August 18th, 2020 marks the 100th anniversary of the ratification of 19th amendment, granting all American women the right to vote. Now, you might be asking, what in the world does women’s suffrage — the right to vote — have to do with cats?!

You see, when suffragists were fighting for the right to vote, many men and women were opposed to it. Today that seems surprising. But they believed that having the right to vote would diminish a woman’s role as a homemaker and family caretaker. They felt so strongly about this, in fact, that they formed anti-suffragist organizations and created cartoons and newspaper advertisements to support their cause. These ads often featured animals to help make their point.

Anti-Suffrage Propaganda

In those ads, women were perceived as passive, simple, and delicate and often quite often depicted as cats or with cats. (On the contrary, men were often shown as active and strong, alongside dogs.) In other ads, the men were shown stuck at home with the cat, implying the man’s loss of masculinity if their wives were allowed to vote.

Anti-Suffrage Propaganda

The Original Cat Ladies

Not to be outdone, the Suffragists took back the cat as their own symbol in 1916. Women had been fighting for the right to vote for over 60 years, but some of them felt the movement was losing steam. Long before the days of television, internet, and social media, they needed a way to garner national attention for their cause. For Nell Richardson and Alice Burke, the answer was to take a 5-month cross-country road trip in a two-seater car with their little black kitten, Saxon.

#####

- [TASK TO CARRY OUT]: Rewrite the suffrage text from the words "Not to be outdone, the" through "black kitten, Saxon.", swapping "road trip" for "journey".

- [GIVEN ENTRIES]:
#####

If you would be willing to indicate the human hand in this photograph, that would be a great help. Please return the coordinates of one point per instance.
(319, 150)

#####

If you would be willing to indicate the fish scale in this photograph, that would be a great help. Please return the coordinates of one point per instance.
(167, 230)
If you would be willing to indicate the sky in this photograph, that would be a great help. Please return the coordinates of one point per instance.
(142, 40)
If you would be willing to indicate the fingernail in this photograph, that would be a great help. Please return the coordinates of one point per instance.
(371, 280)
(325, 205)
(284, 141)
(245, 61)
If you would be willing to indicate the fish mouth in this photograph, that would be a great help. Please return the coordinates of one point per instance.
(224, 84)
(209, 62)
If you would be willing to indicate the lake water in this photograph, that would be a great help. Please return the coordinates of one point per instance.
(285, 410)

#####

- [THE SOLUTION]:
Not to be outdone, the Suffragists took back the cat as their own symbol in 1916. Women had been fighting for the right to vote for over 60 years, but some of them felt the movement was losing steam. Long before the days of television, internet, and social media, they needed a way to garner national attention for their cause. For Nell Richardson and Alice Burke, the answer was to take a 5-month cross-country journey in a two-seater car with their little black kitten, Saxon.